*YOUR GOAL:* Please transcribe the data that follows exactly, from its first line through the line that contains "the distant treeline".

+ + + + + + +

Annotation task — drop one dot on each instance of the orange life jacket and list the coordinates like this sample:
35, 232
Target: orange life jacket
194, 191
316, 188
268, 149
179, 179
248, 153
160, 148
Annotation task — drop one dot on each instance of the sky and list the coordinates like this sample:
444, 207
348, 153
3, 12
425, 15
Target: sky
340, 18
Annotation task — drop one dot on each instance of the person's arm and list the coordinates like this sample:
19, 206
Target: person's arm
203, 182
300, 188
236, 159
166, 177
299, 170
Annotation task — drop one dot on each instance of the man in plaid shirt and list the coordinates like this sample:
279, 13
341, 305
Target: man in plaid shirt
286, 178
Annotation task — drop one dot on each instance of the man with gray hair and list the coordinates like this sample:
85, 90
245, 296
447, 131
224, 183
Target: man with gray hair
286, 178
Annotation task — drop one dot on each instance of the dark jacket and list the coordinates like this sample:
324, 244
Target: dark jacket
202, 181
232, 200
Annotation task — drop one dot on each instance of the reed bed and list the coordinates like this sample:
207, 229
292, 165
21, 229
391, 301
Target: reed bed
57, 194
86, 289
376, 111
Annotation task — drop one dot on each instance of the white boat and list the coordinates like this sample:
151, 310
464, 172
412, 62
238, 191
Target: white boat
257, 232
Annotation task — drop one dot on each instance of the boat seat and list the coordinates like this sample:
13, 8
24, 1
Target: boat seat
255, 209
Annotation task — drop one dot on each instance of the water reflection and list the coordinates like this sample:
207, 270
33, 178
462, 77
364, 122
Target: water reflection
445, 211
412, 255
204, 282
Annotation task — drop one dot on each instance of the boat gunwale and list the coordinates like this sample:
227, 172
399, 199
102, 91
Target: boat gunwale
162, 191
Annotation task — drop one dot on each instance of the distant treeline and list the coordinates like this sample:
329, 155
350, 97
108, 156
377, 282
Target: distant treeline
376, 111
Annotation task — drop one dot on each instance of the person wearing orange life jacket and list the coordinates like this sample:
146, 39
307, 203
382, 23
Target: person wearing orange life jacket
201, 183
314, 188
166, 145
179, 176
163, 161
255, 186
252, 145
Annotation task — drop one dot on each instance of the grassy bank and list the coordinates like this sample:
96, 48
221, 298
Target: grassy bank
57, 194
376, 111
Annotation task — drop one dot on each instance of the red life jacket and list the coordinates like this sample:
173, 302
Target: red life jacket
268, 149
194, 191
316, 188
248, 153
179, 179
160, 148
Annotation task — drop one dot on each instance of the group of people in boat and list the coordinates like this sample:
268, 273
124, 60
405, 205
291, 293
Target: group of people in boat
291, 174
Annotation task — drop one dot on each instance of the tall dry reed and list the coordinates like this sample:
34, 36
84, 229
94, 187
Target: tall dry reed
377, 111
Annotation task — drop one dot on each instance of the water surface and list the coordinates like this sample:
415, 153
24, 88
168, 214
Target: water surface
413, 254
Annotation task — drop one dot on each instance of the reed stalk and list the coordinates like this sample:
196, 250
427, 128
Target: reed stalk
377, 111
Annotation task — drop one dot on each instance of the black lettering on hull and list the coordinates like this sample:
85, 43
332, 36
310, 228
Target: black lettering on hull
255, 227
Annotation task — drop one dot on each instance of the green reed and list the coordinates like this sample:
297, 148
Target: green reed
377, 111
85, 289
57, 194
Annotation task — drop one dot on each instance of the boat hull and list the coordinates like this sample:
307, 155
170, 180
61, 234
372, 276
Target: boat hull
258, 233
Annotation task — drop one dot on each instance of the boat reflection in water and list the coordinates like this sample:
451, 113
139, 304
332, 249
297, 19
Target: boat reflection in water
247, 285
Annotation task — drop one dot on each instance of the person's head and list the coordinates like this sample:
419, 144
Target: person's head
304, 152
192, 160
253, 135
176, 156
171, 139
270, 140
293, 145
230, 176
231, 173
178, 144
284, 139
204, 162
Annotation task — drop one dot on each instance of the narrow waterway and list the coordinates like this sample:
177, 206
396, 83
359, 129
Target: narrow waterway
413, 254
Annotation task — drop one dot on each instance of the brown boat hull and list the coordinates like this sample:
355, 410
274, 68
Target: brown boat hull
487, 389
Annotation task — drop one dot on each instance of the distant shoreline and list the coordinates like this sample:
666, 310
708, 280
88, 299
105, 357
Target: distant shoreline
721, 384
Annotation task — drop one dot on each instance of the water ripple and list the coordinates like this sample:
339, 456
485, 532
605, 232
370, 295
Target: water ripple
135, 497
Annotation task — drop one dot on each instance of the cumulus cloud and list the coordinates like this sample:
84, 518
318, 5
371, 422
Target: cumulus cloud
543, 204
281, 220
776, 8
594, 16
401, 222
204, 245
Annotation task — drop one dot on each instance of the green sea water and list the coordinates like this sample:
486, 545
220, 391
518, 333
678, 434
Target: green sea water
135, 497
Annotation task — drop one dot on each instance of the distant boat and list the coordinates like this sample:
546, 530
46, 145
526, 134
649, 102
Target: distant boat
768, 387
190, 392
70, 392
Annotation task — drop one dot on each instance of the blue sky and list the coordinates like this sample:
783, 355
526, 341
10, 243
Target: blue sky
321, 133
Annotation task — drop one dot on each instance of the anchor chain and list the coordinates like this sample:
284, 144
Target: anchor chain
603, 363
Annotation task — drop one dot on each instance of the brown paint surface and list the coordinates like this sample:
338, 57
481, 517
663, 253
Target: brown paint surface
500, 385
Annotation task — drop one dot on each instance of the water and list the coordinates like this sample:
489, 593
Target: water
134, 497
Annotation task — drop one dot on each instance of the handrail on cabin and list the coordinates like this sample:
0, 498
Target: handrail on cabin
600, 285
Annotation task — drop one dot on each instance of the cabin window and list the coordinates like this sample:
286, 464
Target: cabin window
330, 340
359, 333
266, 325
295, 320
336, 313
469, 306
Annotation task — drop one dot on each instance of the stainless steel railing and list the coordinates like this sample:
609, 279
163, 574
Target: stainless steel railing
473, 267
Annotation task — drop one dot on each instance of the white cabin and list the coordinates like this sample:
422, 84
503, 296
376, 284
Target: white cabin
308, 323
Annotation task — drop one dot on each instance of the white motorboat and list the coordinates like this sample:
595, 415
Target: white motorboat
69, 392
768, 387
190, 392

+ + + + + + +

*ANSWER TO THIS PROBLEM:*
Annotation task — drop one dot on each instance of the orange life jacket and list the coordinates like this sample:
35, 232
Target: orange life jacket
194, 191
316, 188
268, 149
179, 179
248, 153
160, 148
Annotation task — drop one dot on each instance of the sky and list the coordinates like this sample:
444, 207
348, 153
3, 12
425, 15
Target: sky
340, 18
Annotation task — drop one dot on each instance of the person's arm and list the coordinates like this sample:
19, 206
Target: person's arm
203, 182
300, 188
236, 159
166, 177
299, 170
Annotation task — drop one dot on each instance of the man in plaid shirt and list the coordinates like this sample:
279, 13
341, 305
Target: man in plaid shirt
286, 178
Annotation task — drop one dot on each instance of the man with gray hair and list the coordinates like this sample:
85, 90
245, 296
447, 131
224, 183
Target: man with gray hair
286, 178
Annotation task — drop one dot on each instance of the dark jacket and list the coordinates like this sample:
324, 244
Target: dark jacket
202, 181
232, 200
Annotation task — drop one dot on each instance of the reed bed and list the coordinates like this sample:
207, 229
292, 165
21, 229
391, 301
Target: reed bed
57, 194
86, 289
376, 111
Annotation task — drop one dot on each instance of the white boat and list the coordinates like this sample:
151, 310
464, 172
412, 62
238, 191
Target: white boat
257, 232
Annotation task — drop one dot on each instance of the boat seat and list the coordinates like this sample:
13, 8
24, 1
Target: boat seat
255, 209
Annotation task — drop one dot on each instance of the water reflection and list the coordinates like this sample:
207, 270
33, 178
462, 77
364, 122
Target: water reflection
445, 211
412, 255
204, 282
Annotation task — drop one dot on each instance of the boat gunwale and list the coordinates like this sample:
227, 172
399, 199
102, 91
Target: boat gunwale
162, 191
Annotation task — drop one dot on each instance of the distant treeline and list the coordinates like this sample:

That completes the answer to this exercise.